*Directions for this task*
Repeat the listing in full. Nothing may be added or left out.

[Coordinate labeling data]
================================
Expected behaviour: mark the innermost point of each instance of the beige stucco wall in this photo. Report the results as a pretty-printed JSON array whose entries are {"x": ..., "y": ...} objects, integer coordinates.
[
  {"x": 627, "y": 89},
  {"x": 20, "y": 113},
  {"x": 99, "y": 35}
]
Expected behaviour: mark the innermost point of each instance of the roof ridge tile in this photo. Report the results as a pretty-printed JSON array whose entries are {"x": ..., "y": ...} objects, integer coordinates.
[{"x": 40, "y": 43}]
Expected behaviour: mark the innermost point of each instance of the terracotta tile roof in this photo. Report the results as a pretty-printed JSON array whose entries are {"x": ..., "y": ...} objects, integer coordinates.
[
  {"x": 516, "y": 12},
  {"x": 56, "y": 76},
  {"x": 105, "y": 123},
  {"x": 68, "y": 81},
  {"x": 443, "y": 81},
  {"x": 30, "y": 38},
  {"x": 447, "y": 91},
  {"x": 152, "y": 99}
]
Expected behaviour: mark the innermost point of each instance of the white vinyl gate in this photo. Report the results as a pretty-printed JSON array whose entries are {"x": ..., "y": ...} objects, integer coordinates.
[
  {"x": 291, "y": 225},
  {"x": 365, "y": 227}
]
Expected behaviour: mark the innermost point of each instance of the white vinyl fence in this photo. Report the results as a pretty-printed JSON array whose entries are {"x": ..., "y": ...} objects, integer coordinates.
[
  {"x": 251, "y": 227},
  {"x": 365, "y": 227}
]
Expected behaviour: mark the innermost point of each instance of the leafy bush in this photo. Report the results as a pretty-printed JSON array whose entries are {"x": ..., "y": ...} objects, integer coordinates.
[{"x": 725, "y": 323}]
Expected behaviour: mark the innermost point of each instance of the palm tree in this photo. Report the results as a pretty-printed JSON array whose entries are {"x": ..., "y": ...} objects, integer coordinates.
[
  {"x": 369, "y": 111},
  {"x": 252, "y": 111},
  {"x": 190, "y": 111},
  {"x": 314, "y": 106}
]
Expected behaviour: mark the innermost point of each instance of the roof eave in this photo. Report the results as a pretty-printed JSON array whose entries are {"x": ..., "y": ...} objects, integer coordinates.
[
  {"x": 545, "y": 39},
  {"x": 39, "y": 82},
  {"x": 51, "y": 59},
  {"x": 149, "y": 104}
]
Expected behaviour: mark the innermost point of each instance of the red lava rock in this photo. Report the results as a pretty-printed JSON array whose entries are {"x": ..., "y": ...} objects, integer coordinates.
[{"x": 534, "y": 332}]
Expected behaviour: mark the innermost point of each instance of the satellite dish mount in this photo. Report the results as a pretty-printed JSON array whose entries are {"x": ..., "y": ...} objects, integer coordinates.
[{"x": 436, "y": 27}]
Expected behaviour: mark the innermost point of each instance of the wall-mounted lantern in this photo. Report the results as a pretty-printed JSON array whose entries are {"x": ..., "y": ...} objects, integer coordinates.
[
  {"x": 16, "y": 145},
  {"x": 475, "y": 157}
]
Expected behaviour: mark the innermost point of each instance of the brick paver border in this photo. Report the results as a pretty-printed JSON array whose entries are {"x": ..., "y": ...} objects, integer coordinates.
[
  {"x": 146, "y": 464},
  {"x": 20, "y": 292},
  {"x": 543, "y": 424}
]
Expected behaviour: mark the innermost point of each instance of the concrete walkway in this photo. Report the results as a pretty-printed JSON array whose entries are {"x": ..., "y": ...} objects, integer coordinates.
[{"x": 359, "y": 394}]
================================
*Full response*
Expected behaviour: mark the innermost point of each instance of the beige stucco wall in this photo. Report the results as a pretty-printed JSON array whose entries are {"x": ..., "y": ...} objects, integer coordinates.
[
  {"x": 627, "y": 89},
  {"x": 20, "y": 113},
  {"x": 99, "y": 35}
]
Expected behaviour: mark the innermost point of each instance of the roof ridge tile in this photo. Report the results as a pretty-printed JSON array whose entries are {"x": ..., "y": ...} objects, integer coordinates.
[{"x": 40, "y": 43}]
Expected behaviour: mark the innermost point of each instance of the terracotta tile roof in this photo. Report the results as a pretty-printed JSON array whose entries are {"x": ..., "y": ...} objects, integer coordinates.
[
  {"x": 516, "y": 12},
  {"x": 56, "y": 76},
  {"x": 105, "y": 123},
  {"x": 68, "y": 81},
  {"x": 443, "y": 81},
  {"x": 30, "y": 38},
  {"x": 447, "y": 91},
  {"x": 152, "y": 99}
]
Expected behaviour: mark the innermost point of each instance of the white vinyl gate in this photo. Report the results as a pretty-printed JSON array whose entries are {"x": ..., "y": ...} objects, integer coordinates.
[
  {"x": 291, "y": 225},
  {"x": 365, "y": 227}
]
Expected behaviour: mark the innermost point of each instance of the white vinyl fence in this photo. Report the results as a pretty-printed JSON array whose entries are {"x": ..., "y": ...} objects, integer coordinates.
[
  {"x": 251, "y": 227},
  {"x": 365, "y": 227}
]
Expected behaviour: mark the innermost point of each instance of the leafy bush in this photo. Report the results as a pretty-printed JSON array whose entries are {"x": ..., "y": ...} objects, integer coordinates.
[{"x": 725, "y": 323}]
Expected behaviour: mark the innermost point of each instance of the palm tree in this photo. Report the results as a pretty-printed JSON array whose entries are {"x": ..., "y": ...} objects, integer coordinates.
[
  {"x": 369, "y": 111},
  {"x": 252, "y": 111},
  {"x": 190, "y": 111},
  {"x": 314, "y": 106}
]
Expected behaviour: mark the innermost point of each instance of the roof eave in this photo. Report the results as a pretty-printed JSON array whose entries are {"x": ..., "y": ...} objects, integer coordinates.
[
  {"x": 545, "y": 39},
  {"x": 39, "y": 82},
  {"x": 51, "y": 59},
  {"x": 149, "y": 104}
]
Expected behaviour: mark the innermost point of each instance of the red lava rock in this photo. Report the results as a pretty-printed JSON array whose entries are {"x": ..., "y": ...} objects, integer coordinates.
[{"x": 534, "y": 332}]
Expected behaviour: mark the innermost point of each instance of the satellite dish mount in this photo. Report the results as a pretty-printed JSON array whose entries are {"x": ..., "y": ...} objects, integer coordinates.
[{"x": 436, "y": 27}]
Expected behaviour: mark the innermost point of each instance of the wall-mounted lantern in this photo. Report the results as a pretty-printed JSON array whose entries are {"x": ..., "y": ...} objects, integer coordinates.
[
  {"x": 16, "y": 145},
  {"x": 475, "y": 157}
]
Expected behaviour: mark the innermost point of each instance of the brick paver border in this photo. Report the results as a pretty-printed JSON array whose entries are {"x": ..., "y": ...} objects, integer coordinates.
[
  {"x": 146, "y": 464},
  {"x": 20, "y": 292},
  {"x": 543, "y": 424}
]
Expected behaviour: mark the innermost point of each instance of the concrete walkway in this photo. Report the results as a pretty-printed JSON array whose entries are {"x": ..., "y": ...} objects, integer coordinates.
[{"x": 359, "y": 394}]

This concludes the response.